- **EXCERPT PROVIDED**
McKINNEY — One of the last surviving witnesses to President Kennedy's assassination has died.
The story of Aubrey Rike of McKinney isn't well known, but he was part of an intensely personal moment between first lady Jacqueline Kennedy and her slain husband.
Rike's widow, Glenda, remembered getting a rather disturbing phone call from the FBI on that day in 1963. "He said, 'We have your husband.'"
It turned out that Aubrey Rike, who was an ambulance driver, did have a close connection to the case. He was at Parkland Memorial Hospital when JFK was rushed to the emergency room.
Rike sat with Jacqueline Kennedy outside the door, and he helped the first lady place her own wedding band on her dead husband's finger.
"And she couldn't get it on there," Glenda Rike said. "So Aubrey got that gel stuff and put it on his finger so she could get the ring so far up... and she kissed his hand."
It was Aubrey Rike who quickly arranged for a coffin and placed the president's body in it for transport back to Washington.
He helped Jackie into the hearse that left the hospital despite being shoved away by a Secret Service agent.
"She told him to leave the young man alone — that he was the most courteous person who had spoken to her since she arrived at Parkland," Rike's wife said.
It's a story Aubrey Rike only recently wrote about in a book published two years ago.
In death, his widow wants the world to know it was her husband that showed the president's wife kindness in her worst moment of need.

- **MATERIAL SUPPLIED**
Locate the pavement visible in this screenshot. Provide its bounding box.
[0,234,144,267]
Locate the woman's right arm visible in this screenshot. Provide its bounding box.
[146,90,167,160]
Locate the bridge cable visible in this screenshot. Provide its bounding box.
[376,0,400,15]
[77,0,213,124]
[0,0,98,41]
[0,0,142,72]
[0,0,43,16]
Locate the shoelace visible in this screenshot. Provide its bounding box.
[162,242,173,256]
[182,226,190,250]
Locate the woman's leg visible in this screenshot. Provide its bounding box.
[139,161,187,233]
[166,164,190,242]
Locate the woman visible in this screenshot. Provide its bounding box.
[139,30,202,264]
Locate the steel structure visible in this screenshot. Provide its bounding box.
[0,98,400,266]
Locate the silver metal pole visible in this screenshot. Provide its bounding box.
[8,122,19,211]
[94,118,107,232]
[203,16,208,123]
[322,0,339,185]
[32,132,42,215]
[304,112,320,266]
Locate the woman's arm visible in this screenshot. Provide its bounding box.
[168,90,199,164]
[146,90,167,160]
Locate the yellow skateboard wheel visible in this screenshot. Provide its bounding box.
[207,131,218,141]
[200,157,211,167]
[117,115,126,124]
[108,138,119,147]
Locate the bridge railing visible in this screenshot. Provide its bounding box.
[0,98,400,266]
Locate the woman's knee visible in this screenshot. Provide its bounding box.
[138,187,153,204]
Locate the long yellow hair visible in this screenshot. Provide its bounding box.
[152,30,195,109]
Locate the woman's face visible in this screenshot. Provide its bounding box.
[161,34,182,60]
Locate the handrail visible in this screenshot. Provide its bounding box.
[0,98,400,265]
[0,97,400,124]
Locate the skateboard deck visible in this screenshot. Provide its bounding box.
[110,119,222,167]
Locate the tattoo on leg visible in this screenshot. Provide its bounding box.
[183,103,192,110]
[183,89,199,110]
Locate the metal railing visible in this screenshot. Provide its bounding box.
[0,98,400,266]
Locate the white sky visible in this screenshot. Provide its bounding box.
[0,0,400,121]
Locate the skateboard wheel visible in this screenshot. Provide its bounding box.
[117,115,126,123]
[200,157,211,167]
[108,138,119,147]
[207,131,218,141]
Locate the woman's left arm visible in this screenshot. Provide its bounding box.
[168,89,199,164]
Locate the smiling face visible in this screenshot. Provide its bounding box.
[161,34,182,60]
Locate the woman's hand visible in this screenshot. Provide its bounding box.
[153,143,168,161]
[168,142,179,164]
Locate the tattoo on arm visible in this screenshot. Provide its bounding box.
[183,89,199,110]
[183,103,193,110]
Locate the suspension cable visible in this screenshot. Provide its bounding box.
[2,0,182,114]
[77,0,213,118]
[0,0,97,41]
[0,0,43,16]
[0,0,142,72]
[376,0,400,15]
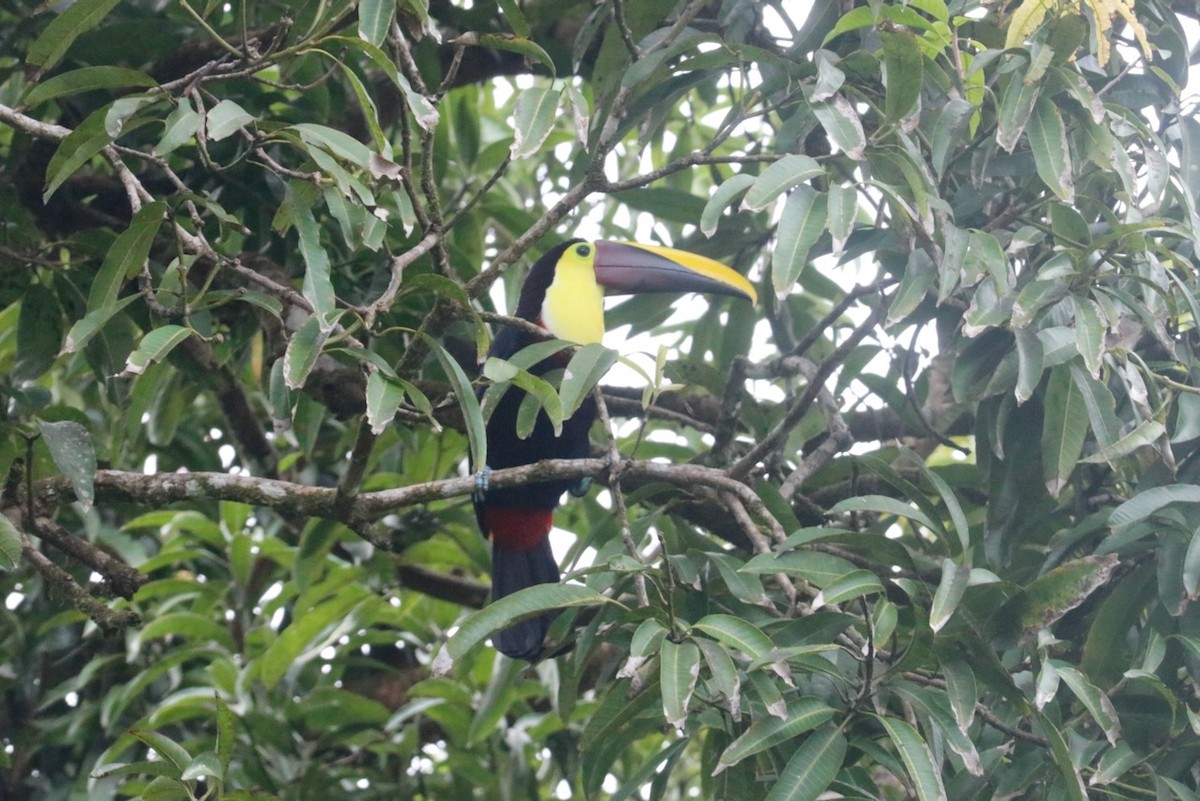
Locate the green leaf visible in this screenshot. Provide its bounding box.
[1054,661,1121,746]
[1013,327,1045,404]
[726,155,824,211]
[929,559,971,634]
[283,314,329,390]
[42,105,113,203]
[154,97,200,156]
[900,447,971,554]
[700,173,757,236]
[179,751,224,782]
[130,728,192,775]
[256,584,364,689]
[812,95,866,162]
[876,717,946,801]
[288,186,336,332]
[812,570,883,609]
[770,186,829,299]
[359,0,396,47]
[829,495,942,531]
[827,183,858,255]
[205,98,254,141]
[1109,484,1200,530]
[940,655,979,734]
[1080,417,1166,466]
[695,637,742,719]
[62,295,142,354]
[25,0,118,72]
[1025,97,1075,203]
[659,639,700,729]
[704,553,770,603]
[88,201,167,312]
[421,333,487,470]
[1042,365,1087,498]
[995,554,1118,638]
[434,584,624,661]
[23,67,158,108]
[880,28,925,125]
[41,420,96,512]
[289,121,371,169]
[0,514,20,571]
[996,70,1042,152]
[484,356,566,439]
[692,614,774,660]
[472,32,557,77]
[1034,715,1087,801]
[713,698,835,772]
[766,724,849,801]
[929,97,978,177]
[122,325,192,377]
[742,550,856,588]
[1072,295,1104,377]
[559,343,617,417]
[511,85,563,159]
[367,369,404,434]
[887,248,938,325]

- **WHAT TO PRODUCE**
According to the article on Aubrey Rike, at which hospital was he when President Kennedy was brought to the emergency room?

- **RESPONSE**
Parkland Memorial Hospital